Segment Open
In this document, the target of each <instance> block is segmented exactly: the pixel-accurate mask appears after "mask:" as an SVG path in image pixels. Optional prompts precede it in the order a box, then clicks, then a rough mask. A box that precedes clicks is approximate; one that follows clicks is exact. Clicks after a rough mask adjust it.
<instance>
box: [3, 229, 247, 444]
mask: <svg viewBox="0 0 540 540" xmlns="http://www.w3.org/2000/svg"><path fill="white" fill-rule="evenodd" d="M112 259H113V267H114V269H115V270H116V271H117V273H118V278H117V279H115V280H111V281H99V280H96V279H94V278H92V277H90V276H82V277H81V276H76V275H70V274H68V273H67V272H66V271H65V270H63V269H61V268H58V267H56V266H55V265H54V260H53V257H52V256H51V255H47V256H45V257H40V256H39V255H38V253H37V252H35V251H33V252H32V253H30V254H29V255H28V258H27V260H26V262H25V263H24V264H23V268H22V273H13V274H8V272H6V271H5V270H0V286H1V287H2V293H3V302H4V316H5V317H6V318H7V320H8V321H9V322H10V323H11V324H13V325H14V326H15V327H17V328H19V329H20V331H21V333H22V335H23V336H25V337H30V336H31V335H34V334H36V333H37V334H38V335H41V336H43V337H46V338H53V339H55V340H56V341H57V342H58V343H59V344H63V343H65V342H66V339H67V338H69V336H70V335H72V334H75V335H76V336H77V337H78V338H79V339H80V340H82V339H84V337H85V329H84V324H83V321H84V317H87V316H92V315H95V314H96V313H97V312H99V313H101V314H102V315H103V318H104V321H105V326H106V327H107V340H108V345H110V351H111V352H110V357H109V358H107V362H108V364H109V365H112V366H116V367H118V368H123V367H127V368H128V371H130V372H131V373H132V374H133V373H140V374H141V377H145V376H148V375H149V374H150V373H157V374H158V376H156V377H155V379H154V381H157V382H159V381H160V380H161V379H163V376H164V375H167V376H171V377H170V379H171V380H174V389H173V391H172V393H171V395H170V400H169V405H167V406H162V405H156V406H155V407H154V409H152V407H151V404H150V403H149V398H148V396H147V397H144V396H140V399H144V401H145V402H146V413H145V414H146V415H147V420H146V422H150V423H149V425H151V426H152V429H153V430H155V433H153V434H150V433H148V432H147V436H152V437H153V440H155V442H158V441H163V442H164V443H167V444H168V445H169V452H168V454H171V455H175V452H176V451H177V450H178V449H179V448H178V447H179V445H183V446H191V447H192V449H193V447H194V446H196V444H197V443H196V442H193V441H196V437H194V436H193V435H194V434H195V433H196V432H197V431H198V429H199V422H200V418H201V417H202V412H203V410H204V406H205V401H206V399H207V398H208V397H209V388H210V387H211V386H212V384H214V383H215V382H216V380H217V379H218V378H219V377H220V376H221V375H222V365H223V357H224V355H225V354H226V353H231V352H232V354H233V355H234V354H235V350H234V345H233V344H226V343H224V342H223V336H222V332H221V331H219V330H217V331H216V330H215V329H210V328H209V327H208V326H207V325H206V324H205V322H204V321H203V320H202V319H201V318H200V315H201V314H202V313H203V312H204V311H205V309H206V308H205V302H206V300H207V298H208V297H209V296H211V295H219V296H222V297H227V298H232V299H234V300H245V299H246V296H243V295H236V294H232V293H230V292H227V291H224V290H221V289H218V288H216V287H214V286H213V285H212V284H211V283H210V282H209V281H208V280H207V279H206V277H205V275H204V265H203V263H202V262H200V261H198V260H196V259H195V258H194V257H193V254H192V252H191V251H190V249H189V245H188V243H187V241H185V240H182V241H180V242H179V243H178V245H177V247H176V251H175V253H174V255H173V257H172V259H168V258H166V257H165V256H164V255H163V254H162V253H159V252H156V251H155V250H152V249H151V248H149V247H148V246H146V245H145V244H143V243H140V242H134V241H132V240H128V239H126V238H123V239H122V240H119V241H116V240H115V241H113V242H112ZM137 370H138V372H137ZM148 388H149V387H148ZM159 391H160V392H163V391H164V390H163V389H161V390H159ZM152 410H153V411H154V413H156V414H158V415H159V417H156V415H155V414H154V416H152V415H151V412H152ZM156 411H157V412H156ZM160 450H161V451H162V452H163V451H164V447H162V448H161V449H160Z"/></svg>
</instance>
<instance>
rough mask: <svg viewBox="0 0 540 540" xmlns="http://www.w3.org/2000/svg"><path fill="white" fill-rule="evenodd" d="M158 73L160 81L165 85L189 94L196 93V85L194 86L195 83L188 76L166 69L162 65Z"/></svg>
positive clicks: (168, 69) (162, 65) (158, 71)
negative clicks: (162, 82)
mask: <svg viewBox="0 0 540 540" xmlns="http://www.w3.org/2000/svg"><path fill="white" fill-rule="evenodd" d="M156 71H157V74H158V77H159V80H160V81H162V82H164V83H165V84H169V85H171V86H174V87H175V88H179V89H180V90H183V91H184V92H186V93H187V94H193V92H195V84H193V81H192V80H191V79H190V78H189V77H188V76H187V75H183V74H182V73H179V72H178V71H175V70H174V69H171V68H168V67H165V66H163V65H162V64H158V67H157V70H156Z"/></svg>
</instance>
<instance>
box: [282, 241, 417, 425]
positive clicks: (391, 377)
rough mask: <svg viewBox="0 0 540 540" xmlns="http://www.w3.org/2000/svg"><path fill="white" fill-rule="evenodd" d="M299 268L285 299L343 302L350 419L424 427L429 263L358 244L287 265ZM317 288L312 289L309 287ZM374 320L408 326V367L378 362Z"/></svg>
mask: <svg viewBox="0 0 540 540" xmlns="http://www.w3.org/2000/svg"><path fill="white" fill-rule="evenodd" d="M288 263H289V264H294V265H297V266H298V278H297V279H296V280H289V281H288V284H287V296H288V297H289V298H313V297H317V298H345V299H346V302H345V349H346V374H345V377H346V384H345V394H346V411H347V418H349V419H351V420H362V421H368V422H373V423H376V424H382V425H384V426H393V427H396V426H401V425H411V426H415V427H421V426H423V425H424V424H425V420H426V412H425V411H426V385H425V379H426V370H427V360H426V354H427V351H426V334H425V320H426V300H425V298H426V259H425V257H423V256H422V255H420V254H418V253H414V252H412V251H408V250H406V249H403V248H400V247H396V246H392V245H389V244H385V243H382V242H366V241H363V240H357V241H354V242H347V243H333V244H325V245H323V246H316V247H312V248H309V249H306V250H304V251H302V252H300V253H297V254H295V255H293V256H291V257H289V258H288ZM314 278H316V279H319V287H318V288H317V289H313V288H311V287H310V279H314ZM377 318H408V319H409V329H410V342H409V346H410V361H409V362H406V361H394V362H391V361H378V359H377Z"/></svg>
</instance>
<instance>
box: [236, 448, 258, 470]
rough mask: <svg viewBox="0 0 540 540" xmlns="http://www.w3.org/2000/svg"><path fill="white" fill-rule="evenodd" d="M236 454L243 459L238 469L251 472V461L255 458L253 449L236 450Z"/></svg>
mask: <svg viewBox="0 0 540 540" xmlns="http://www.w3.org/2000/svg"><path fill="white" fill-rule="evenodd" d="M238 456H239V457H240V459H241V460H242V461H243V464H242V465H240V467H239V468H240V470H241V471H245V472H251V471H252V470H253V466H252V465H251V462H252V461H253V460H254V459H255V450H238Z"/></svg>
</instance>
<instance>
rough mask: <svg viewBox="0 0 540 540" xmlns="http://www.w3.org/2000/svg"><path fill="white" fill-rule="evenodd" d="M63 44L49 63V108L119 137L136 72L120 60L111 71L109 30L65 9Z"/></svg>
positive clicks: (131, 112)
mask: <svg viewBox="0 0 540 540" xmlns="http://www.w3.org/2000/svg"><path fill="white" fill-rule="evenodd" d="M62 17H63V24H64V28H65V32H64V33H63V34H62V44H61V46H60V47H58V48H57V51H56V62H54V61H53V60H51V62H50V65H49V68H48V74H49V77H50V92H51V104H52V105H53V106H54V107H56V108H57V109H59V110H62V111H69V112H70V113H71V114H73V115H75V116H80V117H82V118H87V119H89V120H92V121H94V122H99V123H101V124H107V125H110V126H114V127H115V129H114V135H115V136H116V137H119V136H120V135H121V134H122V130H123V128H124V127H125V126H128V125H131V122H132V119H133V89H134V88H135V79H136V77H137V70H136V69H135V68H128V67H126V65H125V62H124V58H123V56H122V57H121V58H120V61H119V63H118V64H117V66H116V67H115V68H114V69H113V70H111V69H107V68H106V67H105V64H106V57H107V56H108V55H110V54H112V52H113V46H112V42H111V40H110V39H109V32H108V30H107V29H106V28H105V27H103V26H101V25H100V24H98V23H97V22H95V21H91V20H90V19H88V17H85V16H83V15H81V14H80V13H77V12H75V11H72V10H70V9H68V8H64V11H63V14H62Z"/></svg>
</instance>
Segment Closed
Segment Open
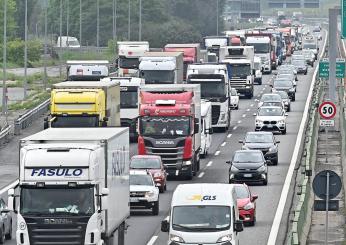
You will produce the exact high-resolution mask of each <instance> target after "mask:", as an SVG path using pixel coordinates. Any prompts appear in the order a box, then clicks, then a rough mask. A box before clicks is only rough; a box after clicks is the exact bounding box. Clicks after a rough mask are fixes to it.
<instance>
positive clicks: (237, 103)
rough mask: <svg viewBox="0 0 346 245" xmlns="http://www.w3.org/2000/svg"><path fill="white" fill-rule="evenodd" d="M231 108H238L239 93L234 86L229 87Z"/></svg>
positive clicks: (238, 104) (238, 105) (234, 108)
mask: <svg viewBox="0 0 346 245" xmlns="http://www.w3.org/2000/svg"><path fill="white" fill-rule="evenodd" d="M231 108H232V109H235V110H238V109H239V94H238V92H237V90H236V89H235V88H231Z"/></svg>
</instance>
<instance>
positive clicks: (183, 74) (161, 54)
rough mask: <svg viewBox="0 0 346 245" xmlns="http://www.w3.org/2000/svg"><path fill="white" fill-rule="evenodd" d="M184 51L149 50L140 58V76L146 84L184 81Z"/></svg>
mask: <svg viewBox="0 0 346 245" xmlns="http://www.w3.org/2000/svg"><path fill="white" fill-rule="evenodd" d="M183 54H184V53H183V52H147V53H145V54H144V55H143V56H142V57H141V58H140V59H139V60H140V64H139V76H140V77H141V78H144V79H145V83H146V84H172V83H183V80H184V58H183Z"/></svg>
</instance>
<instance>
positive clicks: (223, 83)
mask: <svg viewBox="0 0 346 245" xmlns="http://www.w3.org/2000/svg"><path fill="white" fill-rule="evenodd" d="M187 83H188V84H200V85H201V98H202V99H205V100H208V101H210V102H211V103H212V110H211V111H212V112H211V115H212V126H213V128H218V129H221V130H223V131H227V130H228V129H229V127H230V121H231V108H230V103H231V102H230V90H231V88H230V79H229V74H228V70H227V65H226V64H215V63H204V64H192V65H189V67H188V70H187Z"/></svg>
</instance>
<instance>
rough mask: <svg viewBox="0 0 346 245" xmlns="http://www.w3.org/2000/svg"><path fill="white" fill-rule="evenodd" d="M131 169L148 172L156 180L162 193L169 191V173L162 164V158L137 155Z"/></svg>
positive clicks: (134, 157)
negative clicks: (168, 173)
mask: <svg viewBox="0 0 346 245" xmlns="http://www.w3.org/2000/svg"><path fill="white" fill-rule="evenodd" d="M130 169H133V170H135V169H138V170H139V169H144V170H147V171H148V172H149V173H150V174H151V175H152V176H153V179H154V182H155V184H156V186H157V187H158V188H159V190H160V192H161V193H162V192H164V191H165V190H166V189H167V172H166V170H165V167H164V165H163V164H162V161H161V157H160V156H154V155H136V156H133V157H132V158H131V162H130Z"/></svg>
Segment Closed
Segment Open
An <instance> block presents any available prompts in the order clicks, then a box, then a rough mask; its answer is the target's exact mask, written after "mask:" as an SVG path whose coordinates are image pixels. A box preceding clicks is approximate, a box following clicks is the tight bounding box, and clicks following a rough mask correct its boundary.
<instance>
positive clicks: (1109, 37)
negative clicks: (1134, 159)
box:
Segment Closed
Task instructions. In the lines above, find the word "block" and copy each line that contains it.

Your response.
In this document, the target of each <instance> block is segmented exactly: the pixel-accurate mask appears after "mask:" as an SVG path in image pixels. Optional prompts precede it in the order a box, then clicks, then a rough mask. A box that precedes clicks is approximate; one that follows clicks is exact. Clicks after a rough mask adjust it.
An <instance> block presents any available prompts in the order clicks, then a box, then a rough mask; its answer is the target's exact mask, written after "mask:" as an SVG path whose coordinates are image pixels. A box preceding clicks is approximate, a box following clicks is the tight bounding box, and clicks following a rough mask correct its boundary.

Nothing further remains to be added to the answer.